▶ Input material:
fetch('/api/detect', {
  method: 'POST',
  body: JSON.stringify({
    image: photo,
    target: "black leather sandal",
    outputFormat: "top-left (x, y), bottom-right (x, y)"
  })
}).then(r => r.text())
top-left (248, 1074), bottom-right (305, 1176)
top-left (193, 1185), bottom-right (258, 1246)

▶ Work to complete: Retype the records above line for line, changing nothing.

▶ Complete answer:
fetch('/api/detect', {
  method: 'POST',
  body: JSON.stringify({
    image: photo,
    target: "black leather sandal",
    outputFormat: "top-left (x, y), bottom-right (x, y)"
  })
}).then(r => r.text())
top-left (248, 1074), bottom-right (305, 1176)
top-left (193, 1185), bottom-right (258, 1246)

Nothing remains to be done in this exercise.